> _Try it_
Would you please write out every record exactly?

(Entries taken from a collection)
——

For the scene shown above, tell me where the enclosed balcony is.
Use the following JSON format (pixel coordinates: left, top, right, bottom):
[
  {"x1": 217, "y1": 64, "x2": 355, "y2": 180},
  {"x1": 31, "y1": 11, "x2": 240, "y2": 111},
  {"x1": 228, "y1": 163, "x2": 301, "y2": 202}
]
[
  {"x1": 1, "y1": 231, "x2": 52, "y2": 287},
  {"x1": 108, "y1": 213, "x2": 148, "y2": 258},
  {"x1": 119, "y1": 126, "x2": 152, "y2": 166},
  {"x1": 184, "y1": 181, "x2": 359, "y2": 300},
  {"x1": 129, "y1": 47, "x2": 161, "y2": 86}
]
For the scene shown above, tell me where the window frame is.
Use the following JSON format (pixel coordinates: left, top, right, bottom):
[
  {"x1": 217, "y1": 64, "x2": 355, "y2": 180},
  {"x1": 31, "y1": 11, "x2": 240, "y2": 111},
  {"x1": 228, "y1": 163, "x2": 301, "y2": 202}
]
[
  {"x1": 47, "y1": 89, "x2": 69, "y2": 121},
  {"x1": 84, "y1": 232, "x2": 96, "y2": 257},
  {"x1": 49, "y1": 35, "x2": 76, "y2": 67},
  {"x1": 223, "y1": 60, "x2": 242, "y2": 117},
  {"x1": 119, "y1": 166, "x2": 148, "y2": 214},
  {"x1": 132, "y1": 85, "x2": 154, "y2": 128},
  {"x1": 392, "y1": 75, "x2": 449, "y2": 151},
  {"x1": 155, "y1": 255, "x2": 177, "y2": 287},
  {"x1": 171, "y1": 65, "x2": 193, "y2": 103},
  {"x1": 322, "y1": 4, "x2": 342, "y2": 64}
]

——

> _Final answer_
For the scene shown above, tell me where the enclosed balcony is.
Use the following JSON format (pixel coordinates: left, top, right, bottom):
[
  {"x1": 217, "y1": 64, "x2": 355, "y2": 180},
  {"x1": 31, "y1": 11, "x2": 240, "y2": 111},
  {"x1": 228, "y1": 163, "x2": 301, "y2": 202}
]
[
  {"x1": 1, "y1": 231, "x2": 52, "y2": 287},
  {"x1": 108, "y1": 213, "x2": 148, "y2": 258},
  {"x1": 119, "y1": 126, "x2": 152, "y2": 166},
  {"x1": 184, "y1": 181, "x2": 359, "y2": 300},
  {"x1": 129, "y1": 47, "x2": 161, "y2": 86}
]
For the scene shown above, tell me where the window frame is.
Use the following JSON format (pixel coordinates: left, top, right, bottom):
[
  {"x1": 217, "y1": 64, "x2": 355, "y2": 180},
  {"x1": 31, "y1": 11, "x2": 240, "y2": 111},
  {"x1": 228, "y1": 163, "x2": 301, "y2": 202}
]
[
  {"x1": 47, "y1": 89, "x2": 69, "y2": 121},
  {"x1": 84, "y1": 232, "x2": 96, "y2": 257},
  {"x1": 49, "y1": 35, "x2": 76, "y2": 67},
  {"x1": 223, "y1": 60, "x2": 242, "y2": 117},
  {"x1": 119, "y1": 166, "x2": 148, "y2": 214},
  {"x1": 132, "y1": 85, "x2": 154, "y2": 128},
  {"x1": 392, "y1": 75, "x2": 449, "y2": 151},
  {"x1": 155, "y1": 255, "x2": 177, "y2": 287},
  {"x1": 171, "y1": 65, "x2": 193, "y2": 103},
  {"x1": 322, "y1": 4, "x2": 342, "y2": 64}
]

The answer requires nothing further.